- **Work to do**
Pull out every line in the records below that contains the word "ground" and copy each such line in full.

- **Provided data**
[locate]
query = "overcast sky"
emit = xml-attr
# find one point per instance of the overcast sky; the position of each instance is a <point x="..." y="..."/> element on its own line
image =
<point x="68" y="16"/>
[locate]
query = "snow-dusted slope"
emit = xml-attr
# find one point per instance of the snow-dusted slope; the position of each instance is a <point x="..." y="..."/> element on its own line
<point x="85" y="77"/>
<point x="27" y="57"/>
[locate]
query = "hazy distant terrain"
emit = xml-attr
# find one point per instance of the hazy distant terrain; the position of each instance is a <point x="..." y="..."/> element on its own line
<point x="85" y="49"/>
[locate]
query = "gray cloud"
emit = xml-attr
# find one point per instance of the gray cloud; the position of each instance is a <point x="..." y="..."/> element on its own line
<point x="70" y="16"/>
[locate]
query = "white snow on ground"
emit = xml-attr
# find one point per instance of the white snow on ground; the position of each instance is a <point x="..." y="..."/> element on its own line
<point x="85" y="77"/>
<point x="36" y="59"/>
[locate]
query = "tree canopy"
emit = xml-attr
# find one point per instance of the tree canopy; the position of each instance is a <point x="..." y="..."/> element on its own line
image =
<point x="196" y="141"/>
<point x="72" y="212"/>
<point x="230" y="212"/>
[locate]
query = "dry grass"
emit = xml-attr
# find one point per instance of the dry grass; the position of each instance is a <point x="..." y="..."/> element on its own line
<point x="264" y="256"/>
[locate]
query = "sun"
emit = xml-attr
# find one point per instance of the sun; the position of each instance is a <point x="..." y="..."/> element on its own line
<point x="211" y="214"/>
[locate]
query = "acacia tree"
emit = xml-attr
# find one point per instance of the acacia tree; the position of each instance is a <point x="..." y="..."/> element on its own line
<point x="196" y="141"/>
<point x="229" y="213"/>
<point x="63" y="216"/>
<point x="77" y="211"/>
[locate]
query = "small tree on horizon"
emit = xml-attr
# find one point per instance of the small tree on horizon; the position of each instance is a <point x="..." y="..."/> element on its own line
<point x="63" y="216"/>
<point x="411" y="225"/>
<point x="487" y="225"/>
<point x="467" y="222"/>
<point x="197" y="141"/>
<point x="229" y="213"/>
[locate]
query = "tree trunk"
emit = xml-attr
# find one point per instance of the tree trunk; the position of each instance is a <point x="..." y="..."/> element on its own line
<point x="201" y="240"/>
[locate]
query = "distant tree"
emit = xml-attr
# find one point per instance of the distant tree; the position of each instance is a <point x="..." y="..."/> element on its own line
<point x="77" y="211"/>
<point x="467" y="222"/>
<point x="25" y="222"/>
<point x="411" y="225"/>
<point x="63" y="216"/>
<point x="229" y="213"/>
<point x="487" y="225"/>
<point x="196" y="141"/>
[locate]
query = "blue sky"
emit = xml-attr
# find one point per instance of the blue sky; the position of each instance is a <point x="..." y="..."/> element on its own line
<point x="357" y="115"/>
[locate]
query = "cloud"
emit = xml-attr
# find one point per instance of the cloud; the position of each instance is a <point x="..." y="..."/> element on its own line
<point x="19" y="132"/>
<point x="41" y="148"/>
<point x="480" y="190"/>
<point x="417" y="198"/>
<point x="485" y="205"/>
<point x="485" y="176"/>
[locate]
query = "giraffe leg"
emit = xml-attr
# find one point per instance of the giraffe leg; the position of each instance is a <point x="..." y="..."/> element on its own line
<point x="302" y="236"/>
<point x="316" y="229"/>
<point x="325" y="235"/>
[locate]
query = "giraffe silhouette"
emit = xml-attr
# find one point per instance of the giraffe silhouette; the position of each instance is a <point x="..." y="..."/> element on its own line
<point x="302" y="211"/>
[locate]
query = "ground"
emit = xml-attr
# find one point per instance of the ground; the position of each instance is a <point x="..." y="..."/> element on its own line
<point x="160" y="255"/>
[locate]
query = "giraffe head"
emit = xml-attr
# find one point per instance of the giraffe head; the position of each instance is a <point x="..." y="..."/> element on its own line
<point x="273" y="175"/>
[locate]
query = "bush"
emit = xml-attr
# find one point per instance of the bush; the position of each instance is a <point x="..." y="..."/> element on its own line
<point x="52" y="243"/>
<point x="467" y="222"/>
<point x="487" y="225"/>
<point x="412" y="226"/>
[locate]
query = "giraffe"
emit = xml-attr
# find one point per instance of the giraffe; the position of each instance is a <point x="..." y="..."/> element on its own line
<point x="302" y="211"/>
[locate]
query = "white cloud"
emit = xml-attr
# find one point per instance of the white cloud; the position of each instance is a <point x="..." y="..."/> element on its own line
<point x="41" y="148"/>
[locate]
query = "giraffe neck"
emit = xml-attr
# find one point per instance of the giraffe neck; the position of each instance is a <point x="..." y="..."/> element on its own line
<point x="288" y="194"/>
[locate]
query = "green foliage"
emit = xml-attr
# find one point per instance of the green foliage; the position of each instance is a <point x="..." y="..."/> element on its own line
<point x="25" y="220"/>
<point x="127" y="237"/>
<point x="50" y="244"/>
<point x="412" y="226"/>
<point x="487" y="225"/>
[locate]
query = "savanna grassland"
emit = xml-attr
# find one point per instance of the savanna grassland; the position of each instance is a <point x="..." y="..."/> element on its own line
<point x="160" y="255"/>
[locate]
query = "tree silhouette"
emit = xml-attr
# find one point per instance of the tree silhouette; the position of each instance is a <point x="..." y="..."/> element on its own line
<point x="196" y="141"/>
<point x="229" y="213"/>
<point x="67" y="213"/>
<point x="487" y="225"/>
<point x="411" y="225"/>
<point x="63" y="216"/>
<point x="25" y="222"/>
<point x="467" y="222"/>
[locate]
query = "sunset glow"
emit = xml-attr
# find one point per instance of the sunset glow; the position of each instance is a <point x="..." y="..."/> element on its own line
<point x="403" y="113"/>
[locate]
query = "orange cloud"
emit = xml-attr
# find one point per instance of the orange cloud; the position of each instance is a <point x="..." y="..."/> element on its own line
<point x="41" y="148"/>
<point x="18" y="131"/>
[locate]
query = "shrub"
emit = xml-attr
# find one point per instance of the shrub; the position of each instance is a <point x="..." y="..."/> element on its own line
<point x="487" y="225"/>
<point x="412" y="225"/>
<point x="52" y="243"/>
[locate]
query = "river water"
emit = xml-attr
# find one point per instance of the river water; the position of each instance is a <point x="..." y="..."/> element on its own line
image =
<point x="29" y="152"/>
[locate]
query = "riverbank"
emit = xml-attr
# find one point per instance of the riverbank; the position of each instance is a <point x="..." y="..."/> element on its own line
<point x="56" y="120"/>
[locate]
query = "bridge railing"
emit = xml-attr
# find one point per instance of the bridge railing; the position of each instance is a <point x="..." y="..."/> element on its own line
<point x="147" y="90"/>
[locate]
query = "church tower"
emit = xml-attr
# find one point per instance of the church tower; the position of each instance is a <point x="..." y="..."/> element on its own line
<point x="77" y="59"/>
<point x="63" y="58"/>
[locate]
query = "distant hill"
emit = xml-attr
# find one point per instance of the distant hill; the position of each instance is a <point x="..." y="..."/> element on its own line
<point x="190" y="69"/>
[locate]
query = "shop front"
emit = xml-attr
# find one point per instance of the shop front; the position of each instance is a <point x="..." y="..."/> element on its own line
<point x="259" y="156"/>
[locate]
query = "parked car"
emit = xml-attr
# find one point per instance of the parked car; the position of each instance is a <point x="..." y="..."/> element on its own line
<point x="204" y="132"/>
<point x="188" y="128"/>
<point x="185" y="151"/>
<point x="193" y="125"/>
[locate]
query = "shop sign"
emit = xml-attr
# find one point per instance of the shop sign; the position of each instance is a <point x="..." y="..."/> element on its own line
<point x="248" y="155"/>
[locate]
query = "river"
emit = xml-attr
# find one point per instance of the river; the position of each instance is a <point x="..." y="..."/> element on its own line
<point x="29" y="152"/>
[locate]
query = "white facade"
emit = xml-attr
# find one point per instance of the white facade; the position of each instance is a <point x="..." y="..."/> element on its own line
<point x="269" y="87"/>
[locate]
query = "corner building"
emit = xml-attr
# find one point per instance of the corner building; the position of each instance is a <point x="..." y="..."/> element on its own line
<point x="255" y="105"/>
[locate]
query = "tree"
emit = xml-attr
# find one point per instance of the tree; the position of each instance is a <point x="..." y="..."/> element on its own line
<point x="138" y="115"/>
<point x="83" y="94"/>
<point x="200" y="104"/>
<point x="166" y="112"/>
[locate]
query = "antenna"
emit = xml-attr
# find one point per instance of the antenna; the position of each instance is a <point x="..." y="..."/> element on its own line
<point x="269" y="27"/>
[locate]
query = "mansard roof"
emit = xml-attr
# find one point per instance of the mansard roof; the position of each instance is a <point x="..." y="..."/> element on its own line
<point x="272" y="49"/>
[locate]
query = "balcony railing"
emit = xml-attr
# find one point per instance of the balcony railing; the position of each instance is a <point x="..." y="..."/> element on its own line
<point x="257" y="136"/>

- **Expected answer**
query = "white snow on ground"
# find one point per instance of the white snow on ground; the position of each instance is a <point x="..." y="..."/> element on its own line
query = "ground"
# find one point per instance of the ground; the position of each instance is a <point x="..." y="..."/> element on its own line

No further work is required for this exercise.